Excerpts of pointing data
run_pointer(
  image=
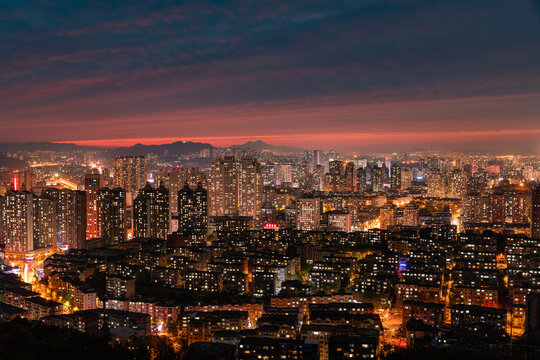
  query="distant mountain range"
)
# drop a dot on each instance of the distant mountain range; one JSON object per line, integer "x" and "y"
{"x": 260, "y": 145}
{"x": 175, "y": 148}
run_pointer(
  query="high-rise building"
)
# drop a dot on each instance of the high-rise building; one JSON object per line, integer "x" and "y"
{"x": 151, "y": 212}
{"x": 410, "y": 214}
{"x": 517, "y": 206}
{"x": 250, "y": 188}
{"x": 387, "y": 216}
{"x": 27, "y": 222}
{"x": 498, "y": 207}
{"x": 361, "y": 180}
{"x": 18, "y": 221}
{"x": 44, "y": 213}
{"x": 318, "y": 157}
{"x": 223, "y": 187}
{"x": 111, "y": 215}
{"x": 350, "y": 176}
{"x": 457, "y": 184}
{"x": 532, "y": 313}
{"x": 395, "y": 177}
{"x": 92, "y": 183}
{"x": 406, "y": 178}
{"x": 193, "y": 209}
{"x": 535, "y": 213}
{"x": 70, "y": 216}
{"x": 472, "y": 207}
{"x": 21, "y": 180}
{"x": 335, "y": 167}
{"x": 129, "y": 173}
{"x": 173, "y": 180}
{"x": 436, "y": 183}
{"x": 377, "y": 178}
{"x": 318, "y": 178}
{"x": 308, "y": 214}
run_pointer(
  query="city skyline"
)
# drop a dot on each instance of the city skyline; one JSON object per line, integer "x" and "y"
{"x": 374, "y": 75}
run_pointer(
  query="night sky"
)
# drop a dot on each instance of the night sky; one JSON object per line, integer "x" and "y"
{"x": 349, "y": 75}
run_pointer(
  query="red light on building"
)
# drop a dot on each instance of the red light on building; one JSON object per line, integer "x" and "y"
{"x": 271, "y": 226}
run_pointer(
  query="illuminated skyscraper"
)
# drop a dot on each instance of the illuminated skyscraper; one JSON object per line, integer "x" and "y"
{"x": 250, "y": 188}
{"x": 173, "y": 180}
{"x": 472, "y": 207}
{"x": 44, "y": 213}
{"x": 350, "y": 176}
{"x": 21, "y": 180}
{"x": 318, "y": 177}
{"x": 151, "y": 212}
{"x": 395, "y": 177}
{"x": 377, "y": 178}
{"x": 223, "y": 187}
{"x": 193, "y": 209}
{"x": 308, "y": 214}
{"x": 436, "y": 183}
{"x": 318, "y": 157}
{"x": 498, "y": 207}
{"x": 406, "y": 178}
{"x": 129, "y": 172}
{"x": 535, "y": 213}
{"x": 70, "y": 216}
{"x": 111, "y": 215}
{"x": 27, "y": 222}
{"x": 410, "y": 214}
{"x": 387, "y": 216}
{"x": 92, "y": 183}
{"x": 361, "y": 180}
{"x": 18, "y": 221}
{"x": 457, "y": 184}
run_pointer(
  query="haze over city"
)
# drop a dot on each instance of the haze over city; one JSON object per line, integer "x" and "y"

[Challenge]: Select every line in the entries above that contains the word "light", and copy each of those lines.

[Written response]:
  query="red light on building"
# drop a dot on each instance of the red light on building; one JSON object per line, integer "x" and "y"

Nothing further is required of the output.